● **AIM OF THE TASK**
Give the lines of the records as a JSON list of strings, one string per line and no blank lines. Start at the line containing "instance of the sky" and end with the last line of the records, including both ends.

● **RAW RECORDS**
#####

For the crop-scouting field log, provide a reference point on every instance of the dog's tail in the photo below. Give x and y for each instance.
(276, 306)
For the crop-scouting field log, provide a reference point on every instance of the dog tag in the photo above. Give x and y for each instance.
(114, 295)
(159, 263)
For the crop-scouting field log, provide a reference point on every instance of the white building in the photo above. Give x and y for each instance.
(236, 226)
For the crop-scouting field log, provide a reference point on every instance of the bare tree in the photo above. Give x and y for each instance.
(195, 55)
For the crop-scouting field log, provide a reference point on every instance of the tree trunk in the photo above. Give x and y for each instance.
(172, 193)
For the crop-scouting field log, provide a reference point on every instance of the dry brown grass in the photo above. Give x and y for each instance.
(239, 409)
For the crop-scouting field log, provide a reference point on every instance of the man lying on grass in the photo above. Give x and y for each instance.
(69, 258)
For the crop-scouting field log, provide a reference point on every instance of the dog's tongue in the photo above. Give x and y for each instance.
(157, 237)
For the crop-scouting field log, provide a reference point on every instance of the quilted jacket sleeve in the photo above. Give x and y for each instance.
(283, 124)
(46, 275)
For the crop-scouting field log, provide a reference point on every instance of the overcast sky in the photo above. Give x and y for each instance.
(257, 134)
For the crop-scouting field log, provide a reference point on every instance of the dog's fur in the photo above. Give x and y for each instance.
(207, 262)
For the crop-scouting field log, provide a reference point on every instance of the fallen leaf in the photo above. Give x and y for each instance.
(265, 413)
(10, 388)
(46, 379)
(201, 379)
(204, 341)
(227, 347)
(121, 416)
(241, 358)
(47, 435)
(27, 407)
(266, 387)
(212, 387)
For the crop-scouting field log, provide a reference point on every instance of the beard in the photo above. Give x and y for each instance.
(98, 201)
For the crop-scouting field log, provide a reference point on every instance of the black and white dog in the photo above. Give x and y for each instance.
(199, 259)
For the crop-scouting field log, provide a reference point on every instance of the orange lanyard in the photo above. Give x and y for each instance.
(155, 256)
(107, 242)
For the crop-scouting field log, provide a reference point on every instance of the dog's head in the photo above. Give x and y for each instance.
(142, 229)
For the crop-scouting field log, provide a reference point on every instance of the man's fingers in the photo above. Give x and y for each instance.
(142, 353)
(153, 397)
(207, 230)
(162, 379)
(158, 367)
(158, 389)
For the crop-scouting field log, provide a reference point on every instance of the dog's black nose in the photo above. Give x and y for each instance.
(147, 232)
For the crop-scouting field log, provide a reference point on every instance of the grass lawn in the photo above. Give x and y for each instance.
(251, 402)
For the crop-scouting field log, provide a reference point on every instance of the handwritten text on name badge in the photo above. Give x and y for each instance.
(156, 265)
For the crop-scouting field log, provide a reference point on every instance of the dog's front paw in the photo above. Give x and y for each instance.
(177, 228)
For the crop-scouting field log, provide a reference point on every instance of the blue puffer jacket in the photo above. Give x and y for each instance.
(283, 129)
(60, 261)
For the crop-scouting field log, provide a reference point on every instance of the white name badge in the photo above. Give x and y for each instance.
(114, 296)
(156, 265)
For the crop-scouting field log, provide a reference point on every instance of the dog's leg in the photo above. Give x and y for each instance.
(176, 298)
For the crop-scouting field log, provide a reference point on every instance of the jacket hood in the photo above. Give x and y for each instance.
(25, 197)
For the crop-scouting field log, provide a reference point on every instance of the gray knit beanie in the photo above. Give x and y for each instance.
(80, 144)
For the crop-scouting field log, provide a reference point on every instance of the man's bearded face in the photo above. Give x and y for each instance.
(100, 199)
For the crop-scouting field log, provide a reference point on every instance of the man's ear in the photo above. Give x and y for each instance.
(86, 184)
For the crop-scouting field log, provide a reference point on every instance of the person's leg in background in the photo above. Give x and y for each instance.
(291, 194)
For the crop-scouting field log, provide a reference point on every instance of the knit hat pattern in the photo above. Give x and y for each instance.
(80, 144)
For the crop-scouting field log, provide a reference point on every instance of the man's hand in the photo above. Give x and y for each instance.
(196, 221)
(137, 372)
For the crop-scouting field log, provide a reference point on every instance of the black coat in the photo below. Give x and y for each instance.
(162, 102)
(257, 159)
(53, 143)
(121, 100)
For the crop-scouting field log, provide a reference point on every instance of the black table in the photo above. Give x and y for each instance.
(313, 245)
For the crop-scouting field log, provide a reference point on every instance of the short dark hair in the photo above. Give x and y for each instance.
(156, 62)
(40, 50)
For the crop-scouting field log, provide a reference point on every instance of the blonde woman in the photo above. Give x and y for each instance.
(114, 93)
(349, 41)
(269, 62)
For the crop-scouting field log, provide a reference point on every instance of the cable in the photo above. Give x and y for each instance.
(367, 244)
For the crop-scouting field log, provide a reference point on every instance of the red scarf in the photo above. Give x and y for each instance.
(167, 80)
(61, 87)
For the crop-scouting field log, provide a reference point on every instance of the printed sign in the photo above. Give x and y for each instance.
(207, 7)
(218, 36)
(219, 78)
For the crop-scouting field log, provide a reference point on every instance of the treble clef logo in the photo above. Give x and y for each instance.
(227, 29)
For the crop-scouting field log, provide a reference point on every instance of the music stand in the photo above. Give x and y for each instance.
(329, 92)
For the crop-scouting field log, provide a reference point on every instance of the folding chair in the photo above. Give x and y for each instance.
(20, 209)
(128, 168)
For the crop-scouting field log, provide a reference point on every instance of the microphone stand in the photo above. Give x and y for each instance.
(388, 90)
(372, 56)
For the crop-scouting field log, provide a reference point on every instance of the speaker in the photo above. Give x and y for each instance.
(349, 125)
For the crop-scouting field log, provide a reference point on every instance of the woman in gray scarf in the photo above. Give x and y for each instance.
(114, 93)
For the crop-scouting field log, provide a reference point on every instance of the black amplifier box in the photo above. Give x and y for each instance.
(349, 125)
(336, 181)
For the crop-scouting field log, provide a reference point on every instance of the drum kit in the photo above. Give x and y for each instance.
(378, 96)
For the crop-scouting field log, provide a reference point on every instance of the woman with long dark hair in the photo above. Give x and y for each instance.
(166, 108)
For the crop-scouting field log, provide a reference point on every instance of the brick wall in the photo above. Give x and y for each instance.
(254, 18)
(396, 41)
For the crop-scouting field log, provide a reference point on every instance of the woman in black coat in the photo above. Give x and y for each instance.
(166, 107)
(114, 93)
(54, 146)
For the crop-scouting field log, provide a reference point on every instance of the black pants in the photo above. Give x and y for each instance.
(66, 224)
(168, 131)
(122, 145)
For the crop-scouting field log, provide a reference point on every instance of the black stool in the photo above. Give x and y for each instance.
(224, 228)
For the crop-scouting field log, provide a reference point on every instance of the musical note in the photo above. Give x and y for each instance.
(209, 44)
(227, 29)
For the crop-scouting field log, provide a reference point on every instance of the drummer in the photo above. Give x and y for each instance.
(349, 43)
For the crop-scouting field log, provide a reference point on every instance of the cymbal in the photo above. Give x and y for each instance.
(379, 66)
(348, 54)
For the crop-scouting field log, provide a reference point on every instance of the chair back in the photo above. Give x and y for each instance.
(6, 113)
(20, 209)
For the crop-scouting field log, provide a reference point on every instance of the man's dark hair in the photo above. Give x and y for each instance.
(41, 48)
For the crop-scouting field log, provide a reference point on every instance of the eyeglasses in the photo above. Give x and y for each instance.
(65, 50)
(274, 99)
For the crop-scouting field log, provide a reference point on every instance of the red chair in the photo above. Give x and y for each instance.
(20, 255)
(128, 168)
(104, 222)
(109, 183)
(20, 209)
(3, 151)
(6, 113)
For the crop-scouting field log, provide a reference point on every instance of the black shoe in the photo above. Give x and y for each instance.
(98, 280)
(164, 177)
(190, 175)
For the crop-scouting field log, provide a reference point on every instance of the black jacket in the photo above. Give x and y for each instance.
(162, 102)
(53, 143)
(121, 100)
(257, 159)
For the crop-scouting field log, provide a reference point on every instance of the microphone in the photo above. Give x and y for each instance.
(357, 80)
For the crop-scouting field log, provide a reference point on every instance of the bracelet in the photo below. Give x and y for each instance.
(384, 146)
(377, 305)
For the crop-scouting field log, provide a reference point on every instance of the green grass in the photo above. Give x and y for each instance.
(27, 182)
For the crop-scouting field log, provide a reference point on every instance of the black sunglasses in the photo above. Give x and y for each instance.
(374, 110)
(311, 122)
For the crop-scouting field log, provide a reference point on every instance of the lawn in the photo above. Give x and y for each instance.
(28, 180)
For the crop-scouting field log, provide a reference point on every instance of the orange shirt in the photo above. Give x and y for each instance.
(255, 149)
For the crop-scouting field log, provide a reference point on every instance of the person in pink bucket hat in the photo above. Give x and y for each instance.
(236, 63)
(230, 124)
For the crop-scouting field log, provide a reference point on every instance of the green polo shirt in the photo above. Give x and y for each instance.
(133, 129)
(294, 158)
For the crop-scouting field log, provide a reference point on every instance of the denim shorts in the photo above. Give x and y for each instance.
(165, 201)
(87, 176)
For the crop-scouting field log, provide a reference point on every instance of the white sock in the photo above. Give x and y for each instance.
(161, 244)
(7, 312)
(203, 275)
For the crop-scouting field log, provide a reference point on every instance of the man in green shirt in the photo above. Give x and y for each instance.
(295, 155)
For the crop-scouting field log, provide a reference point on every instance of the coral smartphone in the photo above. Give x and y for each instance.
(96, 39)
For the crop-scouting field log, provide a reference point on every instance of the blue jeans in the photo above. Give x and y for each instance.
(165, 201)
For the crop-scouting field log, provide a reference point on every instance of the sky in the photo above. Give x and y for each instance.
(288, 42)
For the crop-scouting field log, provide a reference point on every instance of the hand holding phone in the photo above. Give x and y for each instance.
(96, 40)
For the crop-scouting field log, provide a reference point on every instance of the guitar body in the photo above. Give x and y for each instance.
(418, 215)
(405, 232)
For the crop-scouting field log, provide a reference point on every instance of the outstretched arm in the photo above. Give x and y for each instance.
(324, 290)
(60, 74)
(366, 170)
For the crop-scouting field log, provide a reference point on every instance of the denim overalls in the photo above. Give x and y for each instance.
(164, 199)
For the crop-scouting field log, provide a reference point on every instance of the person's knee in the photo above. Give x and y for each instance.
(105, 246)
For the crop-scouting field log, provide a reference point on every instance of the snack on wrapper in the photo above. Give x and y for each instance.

#####

● **ANSWER TO THE TASK**
[
  "For the crop-scouting field log, provide a reference point on every instance of the sky in the photo above. Give x and y for each instance.",
  "(288, 42)",
  "For the crop-scouting field log, provide a reference point on every instance of the hand holding phone in the photo above. Give x and y for each instance.",
  "(96, 40)",
  "For the crop-scouting field log, provide a reference point on every instance of the guitar body in the photo above. Give x and y for each instance.",
  "(418, 215)",
  "(405, 232)",
  "For the crop-scouting field log, provide a reference point on every instance of the outstretched arm in the photo above. Give x and y for each instance.",
  "(324, 290)",
  "(60, 74)",
  "(366, 170)",
  "For the crop-scouting field log, provide a reference point on every instance of the denim overalls in the photo above. Give x and y for each instance.",
  "(164, 199)",
  "For the crop-scouting field log, provide a reference point on every instance of the person's knee in the photo above. Give x and y for each instance.",
  "(105, 246)",
  "For the crop-scouting field log, provide a reference point on every instance of the snack on wrapper in the photo above. Give x and y for each instance."
]